### [VOS CONSIGNES]
Recopiez à l'identique le passage du texte fourni ci-dessous, depuis « Ainsi , Jeanine » jusqu'à « s’était finalement présentée. » inclus.

### [TEXTE FOURNI]
Amérique Latine en Résistance: Manifestations et pandemie

Editorial / Le peuple bolivien retourne à la rue

 

Des milliers de Boliviens ont arrêté de respecter l’obligation de confinement pour manifester leur rejet après que le Tribunal électoral suprême de Bolivie ait confirmé que les élections prévues pour le 6 septembre seraient reportées au 18 octobre et que, si un second tour était nécessaire, cela se tiendrait le 29 novembre.
Ainsi , Jeanine Áñez occupera pendant presque un an le poste de présidente pour lequel elle s’était auto-proclamée le 12 novembre 2019 suite au coup d’État, alors même qu’elle avait assuré qu’elle ne l’occuperait que pour quelques semaines. Elle avait également déclaré à l’époque qu’elle ne serait pas candidate mais elle s’était finalement présentée.

(Données sur les expressions référentielles)
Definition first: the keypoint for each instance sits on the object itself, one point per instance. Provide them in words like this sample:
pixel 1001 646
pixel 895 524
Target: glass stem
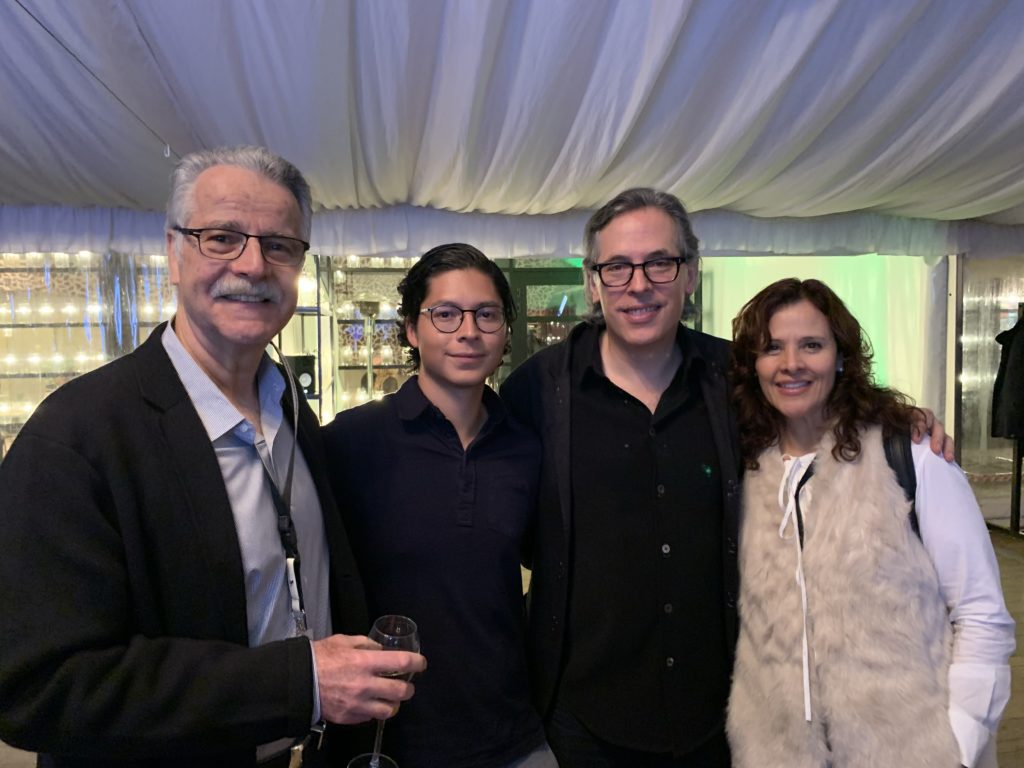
pixel 375 761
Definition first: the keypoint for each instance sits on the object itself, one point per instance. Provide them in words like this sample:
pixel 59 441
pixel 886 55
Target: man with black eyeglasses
pixel 632 603
pixel 633 592
pixel 437 487
pixel 176 578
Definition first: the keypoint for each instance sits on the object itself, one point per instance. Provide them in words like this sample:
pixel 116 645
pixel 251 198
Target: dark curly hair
pixel 855 400
pixel 416 285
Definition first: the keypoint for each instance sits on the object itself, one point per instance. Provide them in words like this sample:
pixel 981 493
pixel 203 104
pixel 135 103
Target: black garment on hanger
pixel 1008 394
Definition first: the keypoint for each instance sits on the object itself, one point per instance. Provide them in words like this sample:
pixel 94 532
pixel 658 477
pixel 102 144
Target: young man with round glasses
pixel 438 487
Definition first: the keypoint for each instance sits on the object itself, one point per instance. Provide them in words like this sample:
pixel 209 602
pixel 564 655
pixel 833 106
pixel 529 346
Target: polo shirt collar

### [CORRIGÉ]
Ainsi , Jeanine Áñez occupera pendant presque un an le poste de présidente pour lequel elle s’était auto-proclamée le 12 novembre 2019 suite au coup d’État, alors même qu’elle avait assuré qu’elle ne l’occuperait que pour quelques semaines. Elle avait également déclaré à l’époque qu’elle ne serait pas candidate mais elle s’était finalement présentée.